- [Short problem]: In the records below, locate the line containing "Provide the location of every instance of the apartment", then extract it and all following lines exactly, ending with the last line.

- [Dataset]:

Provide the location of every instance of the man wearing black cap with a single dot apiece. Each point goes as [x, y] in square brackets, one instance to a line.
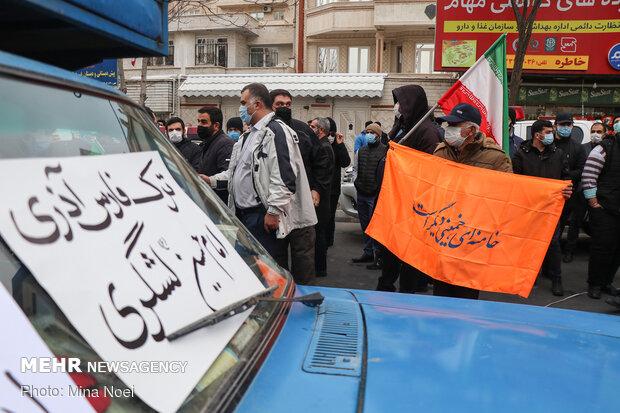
[576, 157]
[464, 143]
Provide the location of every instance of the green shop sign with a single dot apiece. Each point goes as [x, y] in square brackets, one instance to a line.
[569, 96]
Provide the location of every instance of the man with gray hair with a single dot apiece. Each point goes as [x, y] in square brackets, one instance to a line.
[266, 180]
[321, 128]
[464, 143]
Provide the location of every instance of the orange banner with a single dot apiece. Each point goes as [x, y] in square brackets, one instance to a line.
[464, 225]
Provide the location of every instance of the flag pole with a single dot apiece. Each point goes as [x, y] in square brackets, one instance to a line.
[417, 125]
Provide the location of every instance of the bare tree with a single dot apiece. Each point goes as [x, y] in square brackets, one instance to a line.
[525, 15]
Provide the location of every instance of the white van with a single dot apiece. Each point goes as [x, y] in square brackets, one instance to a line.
[581, 130]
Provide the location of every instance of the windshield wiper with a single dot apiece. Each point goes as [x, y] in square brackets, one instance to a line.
[240, 306]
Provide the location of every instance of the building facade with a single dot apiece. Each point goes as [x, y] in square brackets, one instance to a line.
[322, 37]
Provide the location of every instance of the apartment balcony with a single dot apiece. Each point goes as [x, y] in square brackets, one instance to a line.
[404, 14]
[231, 22]
[337, 18]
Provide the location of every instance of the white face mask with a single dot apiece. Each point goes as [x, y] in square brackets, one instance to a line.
[175, 136]
[453, 136]
[397, 110]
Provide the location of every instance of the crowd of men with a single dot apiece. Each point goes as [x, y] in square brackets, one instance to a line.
[281, 177]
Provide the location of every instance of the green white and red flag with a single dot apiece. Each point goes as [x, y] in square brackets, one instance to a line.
[485, 86]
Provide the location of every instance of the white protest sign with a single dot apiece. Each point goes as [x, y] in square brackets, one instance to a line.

- [Solution to this exercise]:
Provide the location of every instance of the apartment balcony with a single dot apiece. Each point goes as [x, y] in square brackets, one instance to a line.
[404, 14]
[231, 22]
[337, 18]
Provide the location of every instance of the white face mask with a single dot apiece. Each point goes as [x, y] in square brackets, one instance to a line.
[175, 136]
[453, 136]
[397, 110]
Provide the location of every instance of the crowd of men with a single dot apiece. Each point goes as [x, y] in square brackets, one instance to a line.
[281, 177]
Provide the location of every instance of the green white and red flag with a single dot apiece. Each point goes as [x, y] in square brackets, one instance to a line.
[485, 86]
Provide the location of every instance of the white protest sign with a single dot apiece. Each point goes as [x, y] in square brackets, one instance to a line.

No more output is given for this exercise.